* YOUR OBJECTIVE *
Restate the full set of records exactly, word for word.
++++++
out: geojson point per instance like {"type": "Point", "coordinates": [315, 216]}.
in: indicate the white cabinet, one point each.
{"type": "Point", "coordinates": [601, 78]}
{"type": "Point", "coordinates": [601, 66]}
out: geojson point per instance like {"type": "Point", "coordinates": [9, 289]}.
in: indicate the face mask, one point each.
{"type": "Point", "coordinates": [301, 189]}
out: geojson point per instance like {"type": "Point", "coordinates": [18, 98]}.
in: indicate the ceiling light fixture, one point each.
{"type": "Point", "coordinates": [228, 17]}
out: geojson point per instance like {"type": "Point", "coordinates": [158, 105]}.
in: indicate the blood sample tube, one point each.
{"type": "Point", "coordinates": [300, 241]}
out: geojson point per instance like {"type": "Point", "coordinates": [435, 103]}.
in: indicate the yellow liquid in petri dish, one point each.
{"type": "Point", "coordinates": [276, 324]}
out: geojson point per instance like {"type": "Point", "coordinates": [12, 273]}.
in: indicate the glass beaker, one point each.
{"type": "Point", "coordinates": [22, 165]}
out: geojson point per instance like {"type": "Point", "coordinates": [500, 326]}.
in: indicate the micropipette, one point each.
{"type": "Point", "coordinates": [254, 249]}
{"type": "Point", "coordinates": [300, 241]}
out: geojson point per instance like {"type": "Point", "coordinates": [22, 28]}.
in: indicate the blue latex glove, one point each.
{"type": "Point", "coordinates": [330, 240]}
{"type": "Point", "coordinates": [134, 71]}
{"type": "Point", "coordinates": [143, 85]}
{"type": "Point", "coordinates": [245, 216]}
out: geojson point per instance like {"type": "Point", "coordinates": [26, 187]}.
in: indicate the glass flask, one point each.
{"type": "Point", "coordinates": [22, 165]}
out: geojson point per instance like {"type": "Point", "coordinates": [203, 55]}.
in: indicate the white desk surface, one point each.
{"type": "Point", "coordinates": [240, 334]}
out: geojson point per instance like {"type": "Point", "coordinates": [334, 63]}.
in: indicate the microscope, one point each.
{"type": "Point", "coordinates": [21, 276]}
++++++
* RESPONSE AREA *
out: geojson point per instance like {"type": "Point", "coordinates": [315, 216]}.
in: indicate the white cabinet, one point each.
{"type": "Point", "coordinates": [601, 78]}
{"type": "Point", "coordinates": [601, 66]}
out: geojson point per instance like {"type": "Point", "coordinates": [9, 289]}.
in: indicate the face mask, one point each.
{"type": "Point", "coordinates": [301, 189]}
out: geojson point per instance like {"type": "Point", "coordinates": [18, 98]}.
in: indicate the ceiling light fixture, one point each.
{"type": "Point", "coordinates": [228, 17]}
out: geojson point per instance like {"type": "Point", "coordinates": [158, 105]}.
in: indicate the blood sample tube, one point each.
{"type": "Point", "coordinates": [300, 241]}
out: geojson point per instance like {"type": "Point", "coordinates": [435, 103]}.
in: indicate the yellow liquid in petri dish, one point each.
{"type": "Point", "coordinates": [276, 324]}
out: geojson point per instance like {"type": "Point", "coordinates": [12, 273]}.
in: indicate the glass beaker, one point each.
{"type": "Point", "coordinates": [22, 165]}
out: geojson point per instance like {"type": "Point", "coordinates": [500, 326]}.
in: indicate the micropipette, one point each.
{"type": "Point", "coordinates": [254, 249]}
{"type": "Point", "coordinates": [300, 241]}
out: geojson point per instance like {"type": "Point", "coordinates": [22, 28]}.
in: indicate the blue latex glove, one point each.
{"type": "Point", "coordinates": [330, 240]}
{"type": "Point", "coordinates": [134, 71]}
{"type": "Point", "coordinates": [143, 85]}
{"type": "Point", "coordinates": [245, 216]}
out: geojson point per instance like {"type": "Point", "coordinates": [26, 187]}.
in: indicate the glass flask, one point each.
{"type": "Point", "coordinates": [22, 165]}
out: geojson point per instance like {"type": "Point", "coordinates": [203, 55]}.
in: indicate the white desk surface, one point each.
{"type": "Point", "coordinates": [240, 334]}
out: geojson point per instance like {"type": "Point", "coordinates": [334, 63]}.
in: indicate the microscope, one point each.
{"type": "Point", "coordinates": [21, 276]}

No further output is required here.